Copy each of the records below word for word, keeping every line as it appears.

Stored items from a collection
------------------------
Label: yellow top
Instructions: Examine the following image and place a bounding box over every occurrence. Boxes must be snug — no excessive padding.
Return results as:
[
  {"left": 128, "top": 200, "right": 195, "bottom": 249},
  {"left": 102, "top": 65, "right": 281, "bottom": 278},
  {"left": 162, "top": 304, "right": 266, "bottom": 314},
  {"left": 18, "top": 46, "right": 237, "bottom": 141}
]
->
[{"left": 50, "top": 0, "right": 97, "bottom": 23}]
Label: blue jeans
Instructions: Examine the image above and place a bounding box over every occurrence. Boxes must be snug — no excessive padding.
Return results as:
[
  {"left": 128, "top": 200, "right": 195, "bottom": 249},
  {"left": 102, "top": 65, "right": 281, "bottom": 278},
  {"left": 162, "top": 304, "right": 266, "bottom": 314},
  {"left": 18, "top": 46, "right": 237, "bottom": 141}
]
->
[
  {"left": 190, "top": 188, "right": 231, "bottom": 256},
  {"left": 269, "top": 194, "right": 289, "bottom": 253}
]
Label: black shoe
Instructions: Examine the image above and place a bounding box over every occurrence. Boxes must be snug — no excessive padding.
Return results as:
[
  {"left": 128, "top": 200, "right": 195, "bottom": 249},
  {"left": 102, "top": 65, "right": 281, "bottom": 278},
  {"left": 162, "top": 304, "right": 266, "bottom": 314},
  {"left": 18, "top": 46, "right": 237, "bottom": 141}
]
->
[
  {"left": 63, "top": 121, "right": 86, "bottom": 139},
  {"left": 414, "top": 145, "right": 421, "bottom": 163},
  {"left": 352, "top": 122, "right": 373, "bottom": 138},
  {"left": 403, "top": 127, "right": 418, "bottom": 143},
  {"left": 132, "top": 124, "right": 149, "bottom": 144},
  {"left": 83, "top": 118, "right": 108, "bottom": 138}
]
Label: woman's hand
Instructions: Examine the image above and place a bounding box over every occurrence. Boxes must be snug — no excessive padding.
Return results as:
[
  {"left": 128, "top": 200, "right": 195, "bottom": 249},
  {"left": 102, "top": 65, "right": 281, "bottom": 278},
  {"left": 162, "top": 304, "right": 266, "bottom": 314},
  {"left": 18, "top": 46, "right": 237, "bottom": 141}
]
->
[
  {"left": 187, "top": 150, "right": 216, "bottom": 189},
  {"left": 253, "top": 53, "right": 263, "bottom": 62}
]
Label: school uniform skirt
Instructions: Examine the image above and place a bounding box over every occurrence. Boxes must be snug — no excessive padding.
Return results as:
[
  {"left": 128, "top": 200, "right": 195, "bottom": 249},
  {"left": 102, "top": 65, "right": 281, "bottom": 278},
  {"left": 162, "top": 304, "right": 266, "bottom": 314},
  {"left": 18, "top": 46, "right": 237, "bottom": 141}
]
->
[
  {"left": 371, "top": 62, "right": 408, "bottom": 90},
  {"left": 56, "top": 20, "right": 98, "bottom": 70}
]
------------------------
== Result for this task ==
Label: yellow top
Instructions: Examine the following image and place a bounding box over every occurrence. Boxes must be snug — no excessive padding.
Return results as:
[
  {"left": 128, "top": 200, "right": 195, "bottom": 249},
  {"left": 102, "top": 65, "right": 281, "bottom": 278},
  {"left": 162, "top": 304, "right": 266, "bottom": 314},
  {"left": 18, "top": 46, "right": 237, "bottom": 141}
]
->
[{"left": 50, "top": 0, "right": 97, "bottom": 23}]
Label: blue jeans
Instructions: Examine the image above and place a bounding box over every occurrence. Boxes must be snug — no excessive padding.
Return results as:
[
  {"left": 128, "top": 200, "right": 195, "bottom": 249},
  {"left": 102, "top": 65, "right": 281, "bottom": 278},
  {"left": 162, "top": 304, "right": 266, "bottom": 314},
  {"left": 18, "top": 46, "right": 237, "bottom": 141}
]
->
[
  {"left": 190, "top": 188, "right": 231, "bottom": 256},
  {"left": 269, "top": 194, "right": 289, "bottom": 253}
]
Label: black shoe
Instructions: Examine the image above and place a bounding box over every occurrence. Boxes must be snug — no excessive padding.
Return results as:
[
  {"left": 128, "top": 200, "right": 195, "bottom": 249},
  {"left": 102, "top": 65, "right": 281, "bottom": 278},
  {"left": 162, "top": 304, "right": 266, "bottom": 314},
  {"left": 18, "top": 46, "right": 237, "bottom": 141}
]
->
[
  {"left": 63, "top": 121, "right": 86, "bottom": 139},
  {"left": 414, "top": 145, "right": 421, "bottom": 163},
  {"left": 352, "top": 122, "right": 373, "bottom": 138},
  {"left": 403, "top": 127, "right": 418, "bottom": 143},
  {"left": 132, "top": 124, "right": 149, "bottom": 144},
  {"left": 83, "top": 118, "right": 108, "bottom": 138}
]
Label: woman's hand
Instructions: Examine the image above and place a bounding box over every occurrence. Boxes must be snug — no excessive padding.
Return results as:
[
  {"left": 128, "top": 200, "right": 195, "bottom": 249},
  {"left": 102, "top": 65, "right": 281, "bottom": 278},
  {"left": 162, "top": 304, "right": 266, "bottom": 314},
  {"left": 18, "top": 46, "right": 237, "bottom": 141}
]
->
[
  {"left": 187, "top": 150, "right": 216, "bottom": 189},
  {"left": 253, "top": 53, "right": 263, "bottom": 62}
]
Label: school uniform skirt
Instructions: Examine the image above and place a bounding box over every occurrence. Boxes must be snug — no excessive padding.
Return results as:
[
  {"left": 128, "top": 200, "right": 195, "bottom": 249},
  {"left": 102, "top": 65, "right": 281, "bottom": 278},
  {"left": 162, "top": 304, "right": 266, "bottom": 314},
  {"left": 18, "top": 46, "right": 237, "bottom": 141}
]
->
[
  {"left": 371, "top": 62, "right": 408, "bottom": 90},
  {"left": 56, "top": 20, "right": 98, "bottom": 70}
]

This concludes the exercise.